--- BEGIN Supplied records ---

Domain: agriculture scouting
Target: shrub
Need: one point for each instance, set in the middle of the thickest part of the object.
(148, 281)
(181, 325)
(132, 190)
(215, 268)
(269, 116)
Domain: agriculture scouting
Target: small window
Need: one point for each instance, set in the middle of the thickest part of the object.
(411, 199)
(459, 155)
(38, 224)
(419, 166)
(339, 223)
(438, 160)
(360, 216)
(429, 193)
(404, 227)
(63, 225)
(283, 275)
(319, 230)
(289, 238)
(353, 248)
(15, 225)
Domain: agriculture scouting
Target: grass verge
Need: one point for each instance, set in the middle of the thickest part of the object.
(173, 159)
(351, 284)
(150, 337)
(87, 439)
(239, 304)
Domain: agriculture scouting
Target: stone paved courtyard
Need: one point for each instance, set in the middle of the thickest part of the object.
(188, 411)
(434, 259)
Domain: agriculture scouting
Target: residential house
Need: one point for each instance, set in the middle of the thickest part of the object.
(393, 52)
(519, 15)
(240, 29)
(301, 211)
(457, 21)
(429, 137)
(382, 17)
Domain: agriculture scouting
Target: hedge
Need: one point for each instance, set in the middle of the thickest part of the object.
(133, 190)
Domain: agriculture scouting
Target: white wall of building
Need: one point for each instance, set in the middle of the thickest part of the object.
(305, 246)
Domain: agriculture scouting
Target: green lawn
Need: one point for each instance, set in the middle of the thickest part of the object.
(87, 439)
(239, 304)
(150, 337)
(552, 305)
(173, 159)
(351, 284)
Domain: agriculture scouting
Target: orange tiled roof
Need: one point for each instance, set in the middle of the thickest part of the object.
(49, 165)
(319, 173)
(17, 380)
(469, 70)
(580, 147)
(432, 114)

--- END Supplied records ---

Rewrite every line of the records above, requests included, and raise each x and y coordinate in the point answers by 116.

Domain: agriculture scouting
Target: shrub
Need: one point for each instance, set in the middle of the thickest part of the object.
(264, 397)
(297, 441)
(248, 306)
(331, 384)
(385, 232)
Domain: agriculture scouting
Target: small window
Need: one point for each instance, set in the middle of the thickest part of the object.
(527, 315)
(575, 271)
(154, 340)
(535, 282)
(455, 339)
(554, 276)
(476, 332)
(545, 309)
(520, 343)
(179, 341)
(399, 391)
(435, 346)
(405, 354)
(469, 364)
(131, 341)
Domain: agriculture scouting
Target: grass verge
Need: one point for each instance, set in the middle of the thickest part of the object.
(289, 275)
(467, 400)
(266, 453)
(203, 555)
(355, 420)
Domain: agriculture scouting
Target: stone paved courtyard
Need: one point for each instance, set in the middle of the thickest part of the object.
(304, 527)
(550, 375)
Domain: agriculture scouting
Target: residential house
Need: one point for each instance, set in the middle of the thickest part of the object.
(509, 168)
(635, 131)
(356, 145)
(417, 327)
(573, 137)
(545, 253)
(498, 133)
Domain: agriculture scouting
Target: hedge
Need: one point for each instance, set in the middle of the thickest part of the object.
(249, 306)
Domain: agriculture scouting
Target: white wall of building
Need: one point for each instance, set in the middle of the thickest part of the object.
(421, 362)
Domain: agriculture scouting
Target: green lawn
Need: one point for each instance, set in the middle of the thickest part of the object.
(203, 555)
(355, 420)
(266, 453)
(668, 421)
(289, 275)
(467, 400)
Domain: agriculture scouting
Target: orange tiled roof
Need: one point for each instance, set in the middle of the thickest part of the object.
(165, 281)
(435, 289)
(133, 496)
(585, 186)
(696, 263)
(548, 230)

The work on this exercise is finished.